**Point localization data:**
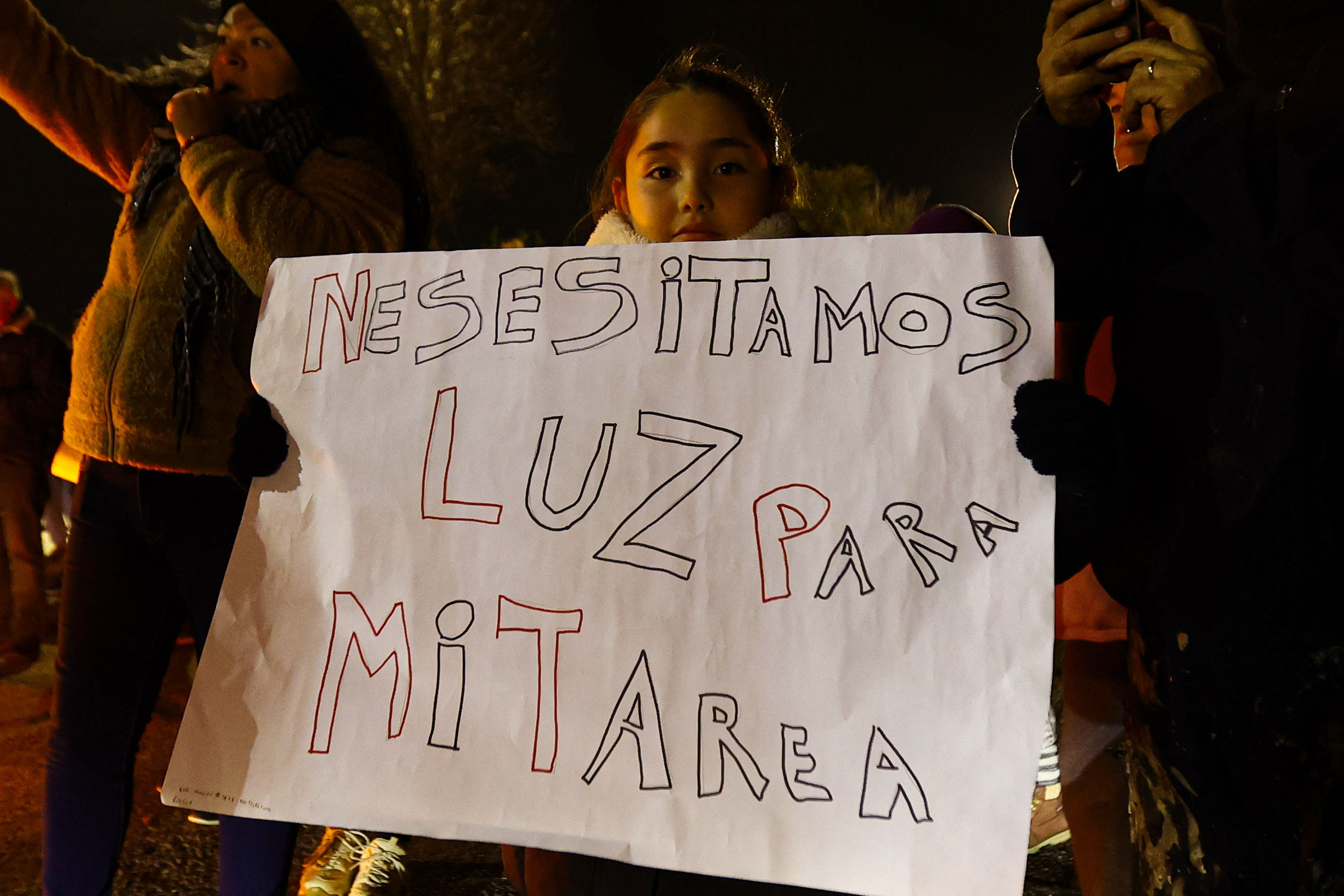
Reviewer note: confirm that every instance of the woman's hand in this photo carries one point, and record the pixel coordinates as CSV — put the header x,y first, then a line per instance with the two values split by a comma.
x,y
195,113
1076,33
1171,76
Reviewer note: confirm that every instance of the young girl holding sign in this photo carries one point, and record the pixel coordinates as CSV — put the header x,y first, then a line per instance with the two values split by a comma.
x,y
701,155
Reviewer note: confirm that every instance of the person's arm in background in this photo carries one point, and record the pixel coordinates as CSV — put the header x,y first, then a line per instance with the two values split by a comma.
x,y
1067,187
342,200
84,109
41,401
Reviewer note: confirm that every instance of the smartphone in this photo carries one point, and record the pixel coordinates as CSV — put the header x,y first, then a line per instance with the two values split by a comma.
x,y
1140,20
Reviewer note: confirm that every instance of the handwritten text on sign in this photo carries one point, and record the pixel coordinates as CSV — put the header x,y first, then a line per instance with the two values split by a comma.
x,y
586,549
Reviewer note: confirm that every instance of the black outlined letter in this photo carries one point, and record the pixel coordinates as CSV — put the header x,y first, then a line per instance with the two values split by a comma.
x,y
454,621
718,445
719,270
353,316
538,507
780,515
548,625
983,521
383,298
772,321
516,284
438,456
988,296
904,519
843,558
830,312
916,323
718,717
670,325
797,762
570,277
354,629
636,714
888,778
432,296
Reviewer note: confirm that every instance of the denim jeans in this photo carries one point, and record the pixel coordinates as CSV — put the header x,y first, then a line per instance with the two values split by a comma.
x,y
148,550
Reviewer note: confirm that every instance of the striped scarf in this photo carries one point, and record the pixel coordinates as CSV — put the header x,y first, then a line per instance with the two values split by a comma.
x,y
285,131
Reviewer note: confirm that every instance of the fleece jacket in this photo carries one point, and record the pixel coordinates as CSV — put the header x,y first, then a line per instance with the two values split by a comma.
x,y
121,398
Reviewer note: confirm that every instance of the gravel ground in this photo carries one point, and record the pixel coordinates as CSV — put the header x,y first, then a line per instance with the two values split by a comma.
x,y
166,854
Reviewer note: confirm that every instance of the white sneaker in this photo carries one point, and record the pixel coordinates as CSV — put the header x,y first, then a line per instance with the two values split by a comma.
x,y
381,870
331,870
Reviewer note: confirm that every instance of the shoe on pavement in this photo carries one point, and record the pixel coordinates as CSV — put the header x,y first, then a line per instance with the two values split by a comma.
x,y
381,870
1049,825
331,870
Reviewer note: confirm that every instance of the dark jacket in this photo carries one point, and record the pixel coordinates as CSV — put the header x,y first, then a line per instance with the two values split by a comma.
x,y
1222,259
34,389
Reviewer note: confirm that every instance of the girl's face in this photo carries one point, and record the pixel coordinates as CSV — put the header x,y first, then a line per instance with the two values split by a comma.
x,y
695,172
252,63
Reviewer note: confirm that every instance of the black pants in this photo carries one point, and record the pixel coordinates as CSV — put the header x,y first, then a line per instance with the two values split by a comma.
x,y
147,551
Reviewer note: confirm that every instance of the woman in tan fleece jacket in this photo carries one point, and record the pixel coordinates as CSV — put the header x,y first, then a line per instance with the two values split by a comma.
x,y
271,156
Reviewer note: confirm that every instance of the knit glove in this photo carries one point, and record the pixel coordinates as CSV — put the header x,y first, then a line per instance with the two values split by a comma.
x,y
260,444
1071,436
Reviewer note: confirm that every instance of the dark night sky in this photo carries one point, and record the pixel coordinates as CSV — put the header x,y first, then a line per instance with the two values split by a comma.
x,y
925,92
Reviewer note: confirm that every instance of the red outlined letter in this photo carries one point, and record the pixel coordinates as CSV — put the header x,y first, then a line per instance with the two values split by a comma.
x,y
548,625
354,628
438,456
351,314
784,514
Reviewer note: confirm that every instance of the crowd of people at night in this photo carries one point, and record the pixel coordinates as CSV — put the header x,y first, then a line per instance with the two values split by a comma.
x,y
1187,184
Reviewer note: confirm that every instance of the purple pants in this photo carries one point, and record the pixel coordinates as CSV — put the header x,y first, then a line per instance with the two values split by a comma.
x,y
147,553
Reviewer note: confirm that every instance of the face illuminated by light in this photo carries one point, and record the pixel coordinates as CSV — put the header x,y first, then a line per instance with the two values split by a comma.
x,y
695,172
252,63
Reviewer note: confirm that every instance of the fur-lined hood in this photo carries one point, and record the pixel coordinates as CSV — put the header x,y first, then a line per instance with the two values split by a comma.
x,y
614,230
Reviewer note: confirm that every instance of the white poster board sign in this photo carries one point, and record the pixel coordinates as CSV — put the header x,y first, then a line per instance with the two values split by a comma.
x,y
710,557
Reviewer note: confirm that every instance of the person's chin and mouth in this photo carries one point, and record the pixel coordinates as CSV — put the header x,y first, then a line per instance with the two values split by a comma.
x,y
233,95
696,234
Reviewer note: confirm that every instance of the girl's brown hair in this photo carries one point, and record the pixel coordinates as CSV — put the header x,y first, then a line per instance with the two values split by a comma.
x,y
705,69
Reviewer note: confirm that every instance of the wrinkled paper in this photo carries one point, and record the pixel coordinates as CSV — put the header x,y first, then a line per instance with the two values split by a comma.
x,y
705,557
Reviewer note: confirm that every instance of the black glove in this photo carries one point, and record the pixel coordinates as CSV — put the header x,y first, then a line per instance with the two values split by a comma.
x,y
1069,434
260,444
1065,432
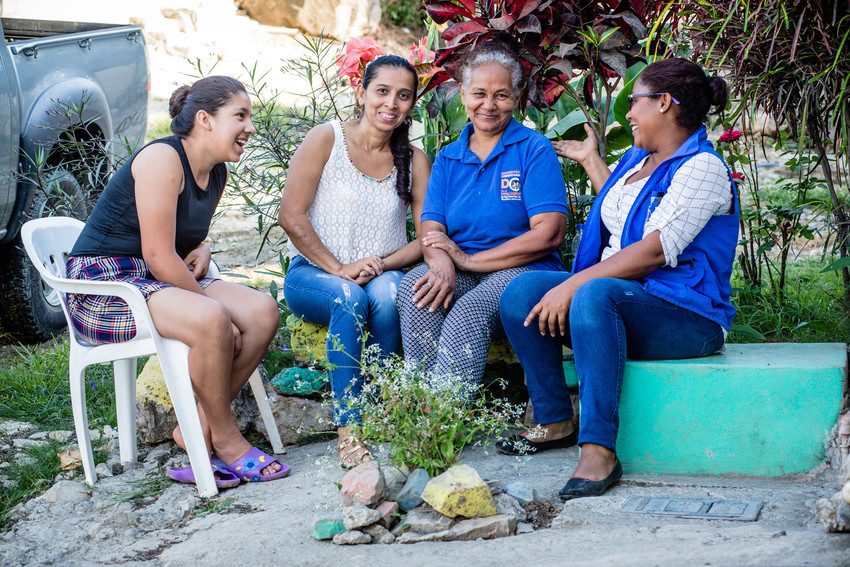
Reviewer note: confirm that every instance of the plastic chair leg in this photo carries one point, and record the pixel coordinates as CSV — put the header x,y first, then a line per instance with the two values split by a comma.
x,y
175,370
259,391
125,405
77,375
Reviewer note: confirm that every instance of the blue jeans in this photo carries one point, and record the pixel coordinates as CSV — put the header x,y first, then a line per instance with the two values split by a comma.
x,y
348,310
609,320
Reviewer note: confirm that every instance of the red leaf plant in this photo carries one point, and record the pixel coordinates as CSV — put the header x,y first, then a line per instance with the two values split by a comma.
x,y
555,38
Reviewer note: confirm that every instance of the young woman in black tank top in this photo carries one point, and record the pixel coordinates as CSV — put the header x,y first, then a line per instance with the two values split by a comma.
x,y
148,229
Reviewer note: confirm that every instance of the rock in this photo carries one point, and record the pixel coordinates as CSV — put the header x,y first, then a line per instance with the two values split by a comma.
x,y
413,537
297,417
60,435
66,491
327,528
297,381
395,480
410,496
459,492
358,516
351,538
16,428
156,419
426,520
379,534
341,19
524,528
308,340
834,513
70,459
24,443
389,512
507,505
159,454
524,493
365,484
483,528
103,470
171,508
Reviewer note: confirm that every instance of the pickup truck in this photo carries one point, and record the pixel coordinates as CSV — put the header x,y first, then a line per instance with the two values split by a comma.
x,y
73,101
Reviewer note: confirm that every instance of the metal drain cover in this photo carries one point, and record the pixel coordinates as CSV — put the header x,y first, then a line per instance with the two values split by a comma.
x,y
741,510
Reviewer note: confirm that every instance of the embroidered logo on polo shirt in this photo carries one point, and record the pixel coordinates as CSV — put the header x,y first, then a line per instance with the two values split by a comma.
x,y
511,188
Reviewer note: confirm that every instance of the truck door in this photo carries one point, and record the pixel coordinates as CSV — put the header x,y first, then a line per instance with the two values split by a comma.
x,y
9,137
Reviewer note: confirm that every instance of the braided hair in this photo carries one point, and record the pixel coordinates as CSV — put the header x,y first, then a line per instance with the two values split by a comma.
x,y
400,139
--
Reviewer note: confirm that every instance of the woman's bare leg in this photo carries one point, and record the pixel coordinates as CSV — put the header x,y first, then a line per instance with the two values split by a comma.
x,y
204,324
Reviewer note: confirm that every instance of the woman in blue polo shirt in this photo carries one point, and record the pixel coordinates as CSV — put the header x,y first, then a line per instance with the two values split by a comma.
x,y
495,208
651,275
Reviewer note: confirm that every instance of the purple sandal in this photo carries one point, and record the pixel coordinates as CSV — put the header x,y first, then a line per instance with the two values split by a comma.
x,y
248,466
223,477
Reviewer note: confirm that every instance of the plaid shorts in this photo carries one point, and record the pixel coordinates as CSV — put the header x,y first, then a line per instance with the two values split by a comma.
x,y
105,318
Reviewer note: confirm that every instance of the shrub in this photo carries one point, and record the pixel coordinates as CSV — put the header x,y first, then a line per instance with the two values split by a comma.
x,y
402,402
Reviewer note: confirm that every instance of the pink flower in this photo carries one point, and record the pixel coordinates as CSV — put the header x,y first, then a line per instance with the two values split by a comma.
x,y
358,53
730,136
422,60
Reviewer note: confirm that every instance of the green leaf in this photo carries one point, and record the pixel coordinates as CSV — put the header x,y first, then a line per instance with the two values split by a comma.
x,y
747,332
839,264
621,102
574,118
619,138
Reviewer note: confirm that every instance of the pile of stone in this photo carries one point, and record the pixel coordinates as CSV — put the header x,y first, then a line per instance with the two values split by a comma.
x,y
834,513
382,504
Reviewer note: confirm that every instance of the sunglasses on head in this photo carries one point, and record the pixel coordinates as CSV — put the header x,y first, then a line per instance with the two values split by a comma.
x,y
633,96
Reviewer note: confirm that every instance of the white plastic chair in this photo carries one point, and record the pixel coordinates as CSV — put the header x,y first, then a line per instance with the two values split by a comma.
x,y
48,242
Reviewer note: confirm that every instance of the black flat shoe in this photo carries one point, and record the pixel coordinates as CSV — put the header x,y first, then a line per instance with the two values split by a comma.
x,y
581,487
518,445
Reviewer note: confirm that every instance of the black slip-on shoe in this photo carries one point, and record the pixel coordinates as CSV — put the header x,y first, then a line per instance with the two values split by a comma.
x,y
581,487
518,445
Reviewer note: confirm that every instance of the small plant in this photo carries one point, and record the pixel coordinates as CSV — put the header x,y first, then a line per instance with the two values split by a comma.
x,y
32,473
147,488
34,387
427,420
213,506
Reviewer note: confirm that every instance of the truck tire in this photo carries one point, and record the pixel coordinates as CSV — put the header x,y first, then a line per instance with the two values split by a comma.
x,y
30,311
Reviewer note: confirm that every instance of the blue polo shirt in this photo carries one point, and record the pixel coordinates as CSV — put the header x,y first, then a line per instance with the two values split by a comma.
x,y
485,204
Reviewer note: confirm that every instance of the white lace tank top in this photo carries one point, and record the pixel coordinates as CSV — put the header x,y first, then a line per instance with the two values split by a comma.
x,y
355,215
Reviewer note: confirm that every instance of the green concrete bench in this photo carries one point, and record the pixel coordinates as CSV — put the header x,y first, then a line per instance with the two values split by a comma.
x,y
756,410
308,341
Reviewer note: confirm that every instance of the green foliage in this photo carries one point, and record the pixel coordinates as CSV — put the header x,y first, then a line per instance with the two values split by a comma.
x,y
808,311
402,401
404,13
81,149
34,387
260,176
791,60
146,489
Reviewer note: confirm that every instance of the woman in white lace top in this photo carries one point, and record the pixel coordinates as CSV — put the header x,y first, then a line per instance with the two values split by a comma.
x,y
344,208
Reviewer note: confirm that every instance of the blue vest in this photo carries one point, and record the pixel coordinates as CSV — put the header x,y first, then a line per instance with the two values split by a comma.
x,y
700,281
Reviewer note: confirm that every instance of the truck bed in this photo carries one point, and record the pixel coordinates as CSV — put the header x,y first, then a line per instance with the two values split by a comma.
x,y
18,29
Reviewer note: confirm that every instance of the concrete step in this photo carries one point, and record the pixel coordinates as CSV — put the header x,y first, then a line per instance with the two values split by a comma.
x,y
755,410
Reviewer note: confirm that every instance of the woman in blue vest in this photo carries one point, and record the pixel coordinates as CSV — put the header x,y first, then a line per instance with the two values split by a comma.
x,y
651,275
...
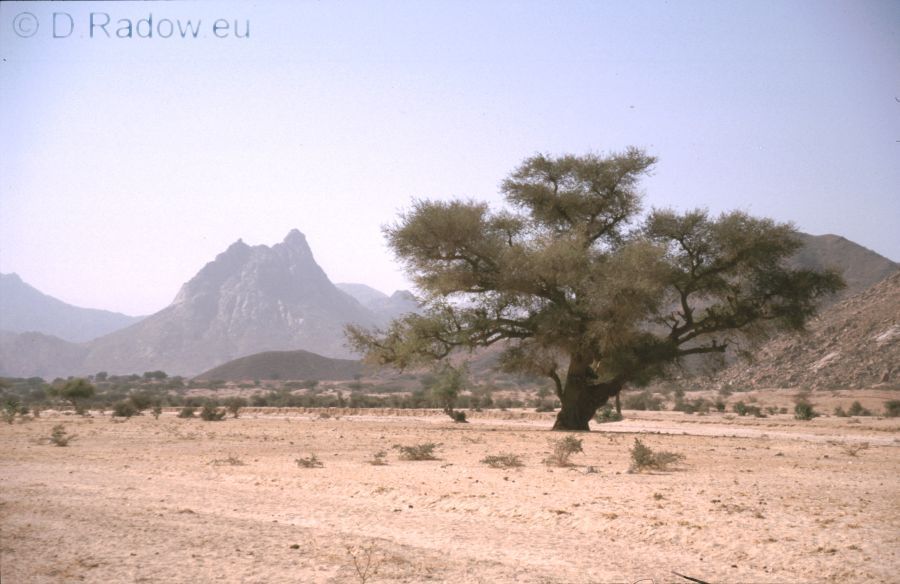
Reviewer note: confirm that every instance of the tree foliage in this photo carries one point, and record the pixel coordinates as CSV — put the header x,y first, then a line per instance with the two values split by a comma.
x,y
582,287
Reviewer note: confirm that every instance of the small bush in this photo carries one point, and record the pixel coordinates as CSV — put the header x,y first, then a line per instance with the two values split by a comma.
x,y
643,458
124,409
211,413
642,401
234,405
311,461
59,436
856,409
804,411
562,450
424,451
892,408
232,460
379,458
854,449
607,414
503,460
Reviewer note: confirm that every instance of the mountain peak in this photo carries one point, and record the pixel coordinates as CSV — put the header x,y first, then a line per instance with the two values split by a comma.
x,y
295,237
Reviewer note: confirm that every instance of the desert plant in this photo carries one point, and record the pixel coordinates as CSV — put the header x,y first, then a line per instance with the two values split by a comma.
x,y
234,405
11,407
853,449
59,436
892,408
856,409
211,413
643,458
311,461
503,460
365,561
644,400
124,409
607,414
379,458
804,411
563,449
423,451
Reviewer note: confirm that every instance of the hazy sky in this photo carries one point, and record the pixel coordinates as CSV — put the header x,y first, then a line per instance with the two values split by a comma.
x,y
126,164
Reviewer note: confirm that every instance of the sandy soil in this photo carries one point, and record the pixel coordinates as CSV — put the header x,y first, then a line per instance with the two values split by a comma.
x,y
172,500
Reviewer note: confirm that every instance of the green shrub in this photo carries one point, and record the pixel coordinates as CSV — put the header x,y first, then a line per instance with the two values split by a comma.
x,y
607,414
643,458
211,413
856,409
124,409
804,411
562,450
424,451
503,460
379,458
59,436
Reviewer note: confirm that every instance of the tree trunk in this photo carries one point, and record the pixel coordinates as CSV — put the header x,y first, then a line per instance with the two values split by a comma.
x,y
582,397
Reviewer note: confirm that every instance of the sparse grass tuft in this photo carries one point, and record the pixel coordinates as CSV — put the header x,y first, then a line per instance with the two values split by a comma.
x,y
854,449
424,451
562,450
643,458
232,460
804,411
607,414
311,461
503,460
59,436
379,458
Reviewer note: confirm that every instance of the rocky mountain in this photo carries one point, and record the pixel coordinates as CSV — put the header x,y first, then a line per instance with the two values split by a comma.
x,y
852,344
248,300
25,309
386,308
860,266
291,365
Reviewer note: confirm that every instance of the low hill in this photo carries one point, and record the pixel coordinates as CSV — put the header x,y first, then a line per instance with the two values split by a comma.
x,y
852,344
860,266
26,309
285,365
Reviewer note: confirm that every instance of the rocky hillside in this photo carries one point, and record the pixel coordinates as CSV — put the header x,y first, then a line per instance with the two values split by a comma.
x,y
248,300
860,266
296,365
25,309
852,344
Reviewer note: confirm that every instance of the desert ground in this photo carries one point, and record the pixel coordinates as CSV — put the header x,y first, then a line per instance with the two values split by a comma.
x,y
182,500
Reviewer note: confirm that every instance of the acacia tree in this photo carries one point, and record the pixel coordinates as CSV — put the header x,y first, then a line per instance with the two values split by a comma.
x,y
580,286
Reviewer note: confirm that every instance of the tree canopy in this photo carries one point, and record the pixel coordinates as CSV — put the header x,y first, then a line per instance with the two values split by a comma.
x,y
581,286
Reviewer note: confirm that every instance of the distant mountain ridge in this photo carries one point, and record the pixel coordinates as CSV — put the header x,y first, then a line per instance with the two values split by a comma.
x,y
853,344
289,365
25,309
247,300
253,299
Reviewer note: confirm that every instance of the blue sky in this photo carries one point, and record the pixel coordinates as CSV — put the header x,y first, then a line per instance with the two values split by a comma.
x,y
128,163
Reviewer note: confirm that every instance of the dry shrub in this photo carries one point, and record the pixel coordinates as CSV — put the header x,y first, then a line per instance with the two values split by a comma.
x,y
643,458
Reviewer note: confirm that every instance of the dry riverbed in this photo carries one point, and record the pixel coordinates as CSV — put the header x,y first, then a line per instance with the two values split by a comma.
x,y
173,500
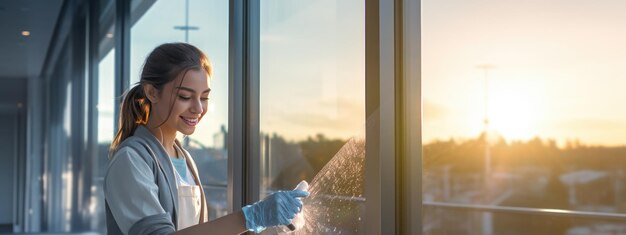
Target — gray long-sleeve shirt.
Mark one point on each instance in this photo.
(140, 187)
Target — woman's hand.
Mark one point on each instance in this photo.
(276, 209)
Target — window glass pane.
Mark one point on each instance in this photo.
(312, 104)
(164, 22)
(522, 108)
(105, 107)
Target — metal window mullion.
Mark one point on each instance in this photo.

**What is being asked:**
Could you find each line in the entries that contains the string "Target" and copy it?

**Task response:**
Target — gray long-sleeve shirt.
Target — woman's hand.
Target — window glass pane.
Target — metal window mullion.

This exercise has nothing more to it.